§ **Page excerpt**:
(begin)

Winston Churchill, former First Lord of the British Admiralty, expressed the bitterness of this impotency when he said: "If they don't come out and fight, we will go in after them and dig them out like rats"; regrettably, the German mines and submarines stand in the way, and are themselves taking their toll of ships.
The mine-evading submarine can enter with comparative safety through a mine field, like a shuttle passing through the woof of cloth during the weaving process, and I take the opportunity to explain this method of entering harbors.
To comprehend thoroughly the safety with which this is accomplished, it is necessary to appreciate the almost insuperable difficulty of discovering an object like a submarine vessel when once sunk beneath the surface of the water. There are many sunken ships containing valuable treasures and cargoes that lie along our coast, and in most of the harbors of the world, that have been known to have sunk within a radius of less than a mile from some given point, but which have never been located. Some of these vessels have been searched for for years and never have been found. Dozens of vessels have been sunk in the waters of the North and East Rivers and never have been located. Some of the British and French submarines have been lost in localities well known, but it has been impossible to locate them.

(end)

§ **Dataset extract**:
(begin)

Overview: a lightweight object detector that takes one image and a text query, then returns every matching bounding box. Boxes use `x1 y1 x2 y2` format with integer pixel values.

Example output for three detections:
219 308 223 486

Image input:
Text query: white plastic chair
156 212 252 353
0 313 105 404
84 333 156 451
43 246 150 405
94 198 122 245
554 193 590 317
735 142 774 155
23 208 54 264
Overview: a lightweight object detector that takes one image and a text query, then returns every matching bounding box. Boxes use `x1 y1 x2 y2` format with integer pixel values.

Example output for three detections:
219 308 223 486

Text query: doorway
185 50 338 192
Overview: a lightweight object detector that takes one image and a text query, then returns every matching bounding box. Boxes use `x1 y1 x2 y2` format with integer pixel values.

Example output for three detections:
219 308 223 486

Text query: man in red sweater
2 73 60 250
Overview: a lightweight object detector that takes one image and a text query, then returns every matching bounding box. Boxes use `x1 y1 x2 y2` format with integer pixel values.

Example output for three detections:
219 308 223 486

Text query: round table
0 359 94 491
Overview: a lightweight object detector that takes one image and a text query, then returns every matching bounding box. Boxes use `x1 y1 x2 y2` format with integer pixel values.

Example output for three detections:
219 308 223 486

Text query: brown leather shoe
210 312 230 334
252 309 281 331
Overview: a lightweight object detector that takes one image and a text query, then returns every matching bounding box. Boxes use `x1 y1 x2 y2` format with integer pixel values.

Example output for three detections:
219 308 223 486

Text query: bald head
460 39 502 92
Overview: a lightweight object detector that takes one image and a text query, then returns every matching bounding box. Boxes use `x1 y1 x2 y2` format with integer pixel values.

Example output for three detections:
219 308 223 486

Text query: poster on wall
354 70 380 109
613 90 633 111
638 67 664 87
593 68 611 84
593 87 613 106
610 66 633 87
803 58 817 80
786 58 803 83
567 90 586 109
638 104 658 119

(end)
(begin)

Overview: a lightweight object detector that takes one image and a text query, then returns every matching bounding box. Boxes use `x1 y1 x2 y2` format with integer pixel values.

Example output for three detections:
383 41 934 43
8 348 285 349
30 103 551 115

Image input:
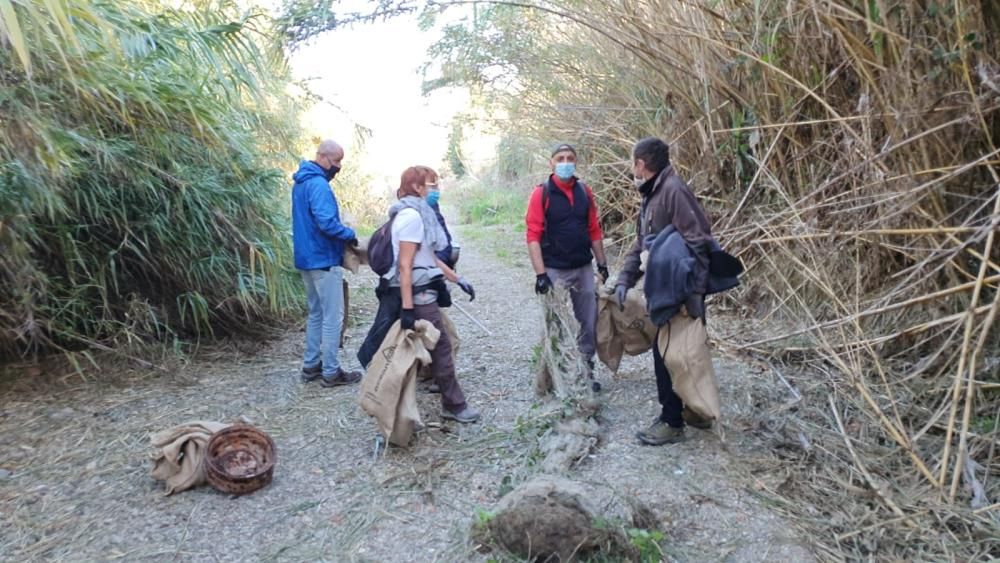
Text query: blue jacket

(end)

§ **Brief A**: Using the submarine passage, decide whether each statement agrees with it, and quote the deciding words for each: (i) Winston Churchill is described as a former First Lord of the British Admiralty; (ii) some lost British and French submarines were eventually located; (iii) every vessel sunk in the North and East Rivers has been found.
§ **Brief B**: Write out the submarine passage from "Winston Churchill, former" to "toll of ships.", substituting "moles" for "rats".

§ **Exercise solution A**:
(i) Yes: "Winston Churchill, former First Lord of the British Admiralty"
(ii) No: "Some of the British and French submarines have been lost in localities well known, but it has been impossible to locate them."
(iii) No: "Dozens of vessels have been sunk in the waters of the North and East Rivers and never have been located."

§ **Exercise solution B**:
Winston Churchill, former First Lord of the British Admiralty, expressed the bitterness of this impotency when he said: "If they don't come out and fight, we will go in after them and dig them out like moles"; regrettably, the German mines and submarines stand in the way, and are themselves taking their toll of ships.